- _SELECTION_:

_ _ _

The traditional computation of the hashes of interleaving windows generally works like this:

Input: [a,b,c,d,e]

Window size: 3

Hash#1: hash([a,b,c])

Hash#2: hash([b,c,d])

Hash#3: hash([c,d,e])

The Rabin-Karp implementation is very efficiently reuses the previous hash to calculate the new one:

Hash#1 = hash([a,b,c])

Hash#2 = Hash#1 – hash(a) + hash(d)

Hash#3 = Hash#2 – hash(b) + hash(e)

So, to calculate the next window’s hash all we need to do is to remove the window’s first element's ‘hash value’ from the current hash and add the new to it.

Even though a simple mathematical addition would do fine, it’s usually not preferred because it can cause high collision rate among the hash values:

a+b+c = a+c+b = b+a+c = b+c+a = c+a+b = c+b+a

**!**

However, Rabin-Karp algorithm typically works with the powers of a prime number to do calculate the hash.

p^(n)*a[x] + p^(n-1)*a[x-1] + ... + a[0]

Lets say the prime is 7 (seven is not too good choice for hash in the MOD 2^32 number space):

49*a + 7*b + c <> 49*b + 7*a + c <> ….

_ _ _

- _DATASET EXCERPT_:
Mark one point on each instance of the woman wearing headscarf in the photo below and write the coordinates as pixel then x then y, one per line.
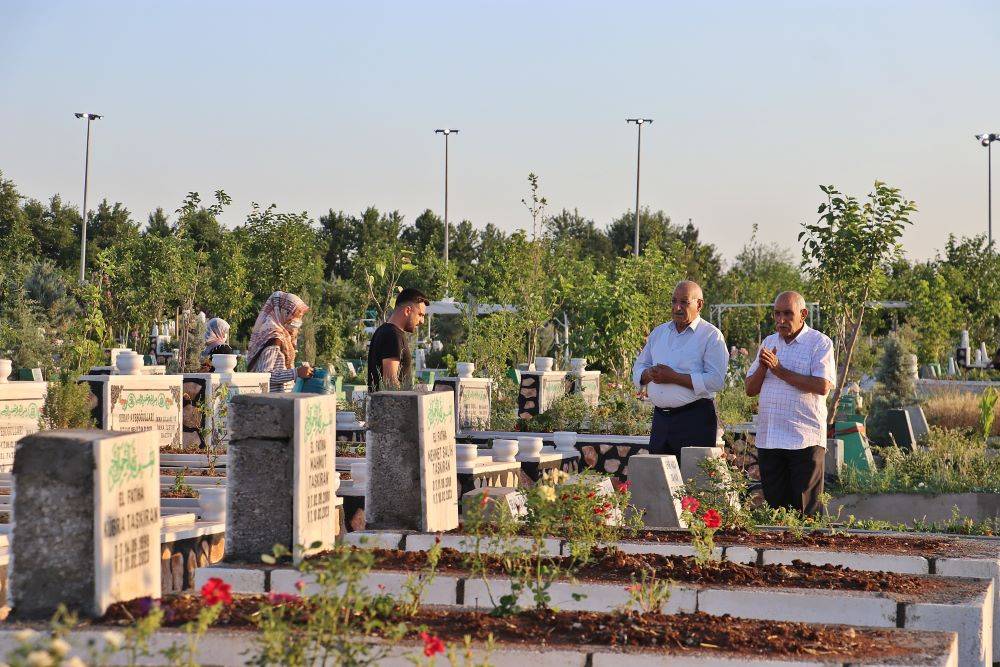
pixel 216 342
pixel 272 342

_ _ _

- _EXERCISE REQUIREMENTS_:
[a] According to the Rabin-Karp explanation, why is a simple mathematical addition usually not preferred for computing the hash?
[b] Write out the part of the Rabin-Karp explanation from "Hash#3 = Hash#2" to "calculate the hash." word for word.
The listing is separate material, unrelated to the Rabin-Karp explanation.

- _THE SOLUTIONS_:
[a] It can cause a high collision rate among the hash values.

[b]
Hash#3 = Hash#2 – hash(b) + hash(e)

So, to calculate the next window’s hash all we need to do is to remove the window’s first element's ‘hash value’ from the current hash and add the new to it.

Even though a simple mathematical addition would do fine, it’s usually not preferred because it can cause high collision rate among the hash values:

a+b+c = a+c+b = b+a+c = b+c+a = c+a+b = c+b+a

**!**

However, Rabin-Karp algorithm typically works with the powers of a prime number to do calculate the hash.